* [DOCUMENT TEXT]

## Begin

Introduction

Motivation and Background

Optimizing nonconvex (NCVX) problems, especially nonsmooth and constrained ones, is an essential part of machine learning. However, it can be hard to reliably solve such problems without optimization expertise. Existing general-purpose NCVX optimization packages are powerful but typically cannot handle nonsmoothness. GRANSO is among the first optimization solvers targeting general nonsmooth NCVX problems with nonsmooth constraints, but, as it is implemented in MATLAB and requires the user to provide analytical gradients, GRANSO is often not a convenient choice in machine learning (especially deep learning) applications. To greatly lower the technical barrier, we introduce a new software package called NCVX, whose initial release contains the solver PyGRANSO, a PyTorch-enabled port of GRANSO incorporating auto-differentiation, GPU acceleration, tensor input, and support for new QP solvers. NCVX is built on freely available and widely used open-source frameworks, and as a highlight, can solve general constrained deep learning problems, the first of its kind.

Key Features

GRANSO is among the first optimization packages that can handle general nonsmooth NCVX problems with nonsmooth constraints (Curtis et al., 2017):

\[\min_{\mathbf{x} \in \mathbb{R}^n} f(\mathbf{x}), \text{ s.t. } c_i(\mathbf{x}) \leq 0, \forall i \in \mathcal{I};\ c_i(\mathbf{x}) = 0, \forall i \in \mathcal{E}\]

Here, the objective f and constraint functions ci’s are only required to be almost everywhere continuously differentiable. GRANSO is based on quasi-Newton updating with sequential quadratic programming (BFGS-SQP), and has the following advantages:

  1. Unified Treatment of NCVX problems: no need to distinguish CVX vs NCVX and smooth vs nonsmooth problems, similar to typical nonlinear programming packages;

  2. Reliable Step Size Rule: specialized methods for nonsmooth problems, such as subgradient and proximal methods, often entail tricky step-size tuning and require the expertise to recognize the structures. By contrast, GRANSO chooses step sizes adaptively via gold standard line search;

  3. Principled Stopping Criterion: GRANSO stops its iteration by checking a theory-grounded stationarity condition for nonsmooth problems, whereas specialized methods are usually stopped when reaching ad-hoc iteration caps.

## End

* [STATED EXERCISE 1]
According to the NCVX introduction, why is GRANSO often not a convenient choice for machine learning applications?
* [STATED EXERCISE 2]
Rewrite the part of the NCVX introduction that begins at the words "1. Unified Treatment" and stops after "ad-hoc iteration caps.", with "gold standard line search" replaced by "backtracking line search".

* [Coordinate annotation data]
## Begin

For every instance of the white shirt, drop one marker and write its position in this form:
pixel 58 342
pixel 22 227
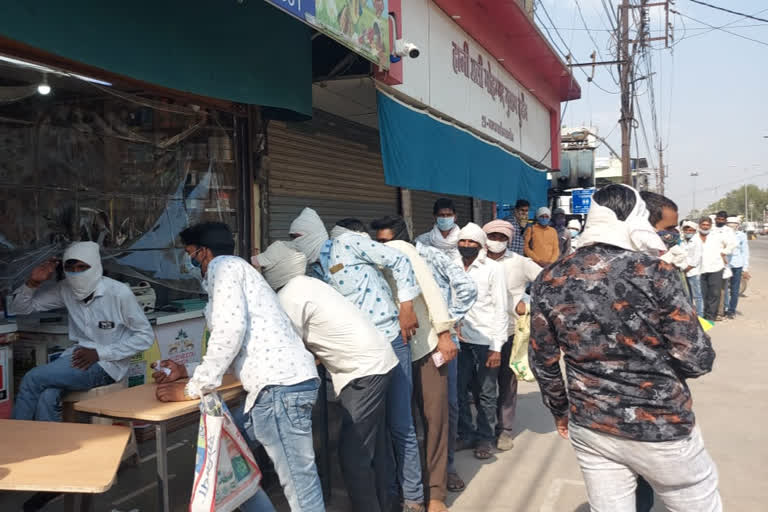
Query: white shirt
pixel 716 245
pixel 487 322
pixel 339 334
pixel 250 331
pixel 430 306
pixel 112 322
pixel 519 272
pixel 695 248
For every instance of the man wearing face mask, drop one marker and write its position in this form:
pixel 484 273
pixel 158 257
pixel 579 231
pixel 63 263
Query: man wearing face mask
pixel 483 333
pixel 541 241
pixel 693 246
pixel 445 232
pixel 105 321
pixel 519 272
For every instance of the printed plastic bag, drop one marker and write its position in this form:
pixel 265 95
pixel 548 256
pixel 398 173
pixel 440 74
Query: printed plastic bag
pixel 518 360
pixel 226 473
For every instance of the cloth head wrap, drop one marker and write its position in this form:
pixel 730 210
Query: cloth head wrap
pixel 84 284
pixel 311 234
pixel 280 263
pixel 500 226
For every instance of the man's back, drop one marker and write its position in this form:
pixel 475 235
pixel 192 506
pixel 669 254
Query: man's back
pixel 338 333
pixel 630 338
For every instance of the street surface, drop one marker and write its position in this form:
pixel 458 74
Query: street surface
pixel 540 473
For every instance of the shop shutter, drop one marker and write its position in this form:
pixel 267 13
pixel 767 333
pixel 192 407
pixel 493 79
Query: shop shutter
pixel 422 203
pixel 330 165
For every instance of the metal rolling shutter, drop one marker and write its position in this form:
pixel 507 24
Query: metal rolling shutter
pixel 422 203
pixel 330 165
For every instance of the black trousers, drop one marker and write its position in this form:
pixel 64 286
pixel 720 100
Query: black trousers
pixel 711 288
pixel 362 426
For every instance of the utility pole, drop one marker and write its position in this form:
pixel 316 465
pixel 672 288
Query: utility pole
pixel 625 72
pixel 660 182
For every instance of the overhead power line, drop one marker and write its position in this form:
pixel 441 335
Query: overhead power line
pixel 729 11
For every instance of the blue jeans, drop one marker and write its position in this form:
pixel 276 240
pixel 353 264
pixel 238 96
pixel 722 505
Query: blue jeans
pixel 734 291
pixel 453 412
pixel 41 388
pixel 694 283
pixel 473 374
pixel 281 420
pixel 401 427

## End

* [WORKED SOLUTION 1]
GRANSO is implemented in MATLAB, and it requires the user to provide analytical gradients. Both make it inconvenient in machine learning, especially deep learning.

* [WORKED SOLUTION 2]
1. Unified Treatment of NCVX problems: no need to distinguish CVX vs NCVX and smooth vs nonsmooth problems, similar to typical nonlinear programming packages;

  2. Reliable Step Size Rule: specialized methods for nonsmooth problems, such as subgradient and proximal methods, often entail tricky step-size tuning and require the expertise to recognize the structures. By contrast, GRANSO chooses step sizes adaptively via backtracking line search;

  3. Principled Stopping Criterion: GRANSO stops its iteration by checking a theory-grounded stationarity condition for nonsmooth problems, whereas specialized methods are usually stopped when reaching ad-hoc iteration caps.